Exercise instructions: Reproduce in full, word for word, the Randy Vulakovich biography that comes next.

Randy Vulakovich is an American politician who served as a member of the Pennsylvania State Senate for the 38th district from January 6, 2015 to January 1, 2019. He previously served in the 40th legislative district. He was elected in a special election on August 7, 2012. Vulakovich was reelected to a full term in 2014 in the newly-established 38th district. In May 2018, he lost re-nomination to that seat in the Republican primary to Ross commissioner Jeremy Shaffer.

Education 
Prior to holding elected office, Vulakovich attended the Allegheny County Police Academy and Duquesne University.

Career
He served as a police sergeant with the Shaler Township Police Department, where he was known as "Officer V."

On April 11, 2006, Democrat Shawn Flaherty defeated Republican Mike Dolan in a special election to fill the remainder of Jeff Habay's term as state representative. On May 16, 2006, Vulakovich defeated two other Republicans (including Mike Dolan) for the right to challenge Flaherty in that November's election. Vulakovich defeated Flaherty that November by a 53-47 margin. Vulakovich resigned from the State House on August 29, 2012, just prior to taking the oath of office to begin his Senate service.

Supplied material:
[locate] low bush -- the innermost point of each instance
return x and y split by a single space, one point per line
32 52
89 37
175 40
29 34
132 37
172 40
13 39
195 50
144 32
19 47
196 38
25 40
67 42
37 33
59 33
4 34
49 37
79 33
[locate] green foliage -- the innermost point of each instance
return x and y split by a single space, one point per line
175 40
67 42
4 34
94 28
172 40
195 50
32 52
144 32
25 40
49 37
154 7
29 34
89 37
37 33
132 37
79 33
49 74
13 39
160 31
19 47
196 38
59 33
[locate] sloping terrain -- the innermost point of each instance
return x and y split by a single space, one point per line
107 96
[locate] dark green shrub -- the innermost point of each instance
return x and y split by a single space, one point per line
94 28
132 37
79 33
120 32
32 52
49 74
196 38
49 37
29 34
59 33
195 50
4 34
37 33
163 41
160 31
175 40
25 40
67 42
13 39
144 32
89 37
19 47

Response:
Randy Vulakovich is an American politician who served as a member of the Pennsylvania State Senate for the 38th district from January 6, 2015 to January 1, 2019. He previously served in the 40th legislative district. He was elected in a special election on August 7, 2012. Vulakovich was reelected to a full term in 2014 in the newly-established 38th district. In May 2018, he lost re-nomination to that seat in the Republican primary to Ross commissioner Jeremy Shaffer.

Education 
Prior to holding elected office, Vulakovich attended the Allegheny County Police Academy and Duquesne University.

Career
He served as a police sergeant with the Shaler Township Police Department, where he was known as "Officer V."

On April 11, 2006, Democrat Shawn Flaherty defeated Republican Mike Dolan in a special election to fill the remainder of Jeff Habay's term as state representative. On May 16, 2006, Vulakovich defeated two other Republicans (including Mike Dolan) for the right to challenge Flaherty in that November's election. Vulakovich defeated Flaherty that November by a 53-47 margin. Vulakovich resigned from the State House on August 29, 2012, just prior to taking the oath of office to begin his Senate service.